**REQUIRED ACTION**
Report the number of lines in the entries below that include the word "rules", and nothing else.

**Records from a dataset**
- - -

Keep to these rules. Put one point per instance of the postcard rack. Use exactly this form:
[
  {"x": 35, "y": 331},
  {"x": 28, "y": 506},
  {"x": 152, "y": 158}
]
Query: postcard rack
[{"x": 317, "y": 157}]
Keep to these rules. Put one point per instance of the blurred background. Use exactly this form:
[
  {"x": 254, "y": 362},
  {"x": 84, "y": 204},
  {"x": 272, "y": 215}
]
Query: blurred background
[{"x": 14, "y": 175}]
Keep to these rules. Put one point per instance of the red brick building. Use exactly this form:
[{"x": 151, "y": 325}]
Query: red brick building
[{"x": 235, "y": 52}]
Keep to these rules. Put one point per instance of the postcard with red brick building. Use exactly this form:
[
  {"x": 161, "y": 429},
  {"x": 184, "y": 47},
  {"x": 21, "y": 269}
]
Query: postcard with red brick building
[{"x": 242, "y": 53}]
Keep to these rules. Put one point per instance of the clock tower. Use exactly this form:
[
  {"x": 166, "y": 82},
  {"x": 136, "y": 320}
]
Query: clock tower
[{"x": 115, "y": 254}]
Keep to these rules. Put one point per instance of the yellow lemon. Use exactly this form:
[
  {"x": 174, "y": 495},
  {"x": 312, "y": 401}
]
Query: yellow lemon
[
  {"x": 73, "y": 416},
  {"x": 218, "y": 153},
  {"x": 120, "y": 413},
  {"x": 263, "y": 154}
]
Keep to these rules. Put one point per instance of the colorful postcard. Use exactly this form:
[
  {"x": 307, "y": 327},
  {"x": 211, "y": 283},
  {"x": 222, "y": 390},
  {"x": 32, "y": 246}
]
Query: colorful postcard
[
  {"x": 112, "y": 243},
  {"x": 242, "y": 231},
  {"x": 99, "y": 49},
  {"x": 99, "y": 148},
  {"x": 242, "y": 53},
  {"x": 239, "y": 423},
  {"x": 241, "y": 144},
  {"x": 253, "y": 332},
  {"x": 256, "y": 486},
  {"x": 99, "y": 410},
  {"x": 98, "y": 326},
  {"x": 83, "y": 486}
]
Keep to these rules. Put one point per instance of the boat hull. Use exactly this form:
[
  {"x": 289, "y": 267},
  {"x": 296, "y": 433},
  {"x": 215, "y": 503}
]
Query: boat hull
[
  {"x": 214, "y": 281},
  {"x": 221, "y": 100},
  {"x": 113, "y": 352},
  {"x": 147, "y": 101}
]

- - -

**RESULT OF THIS TASK**
8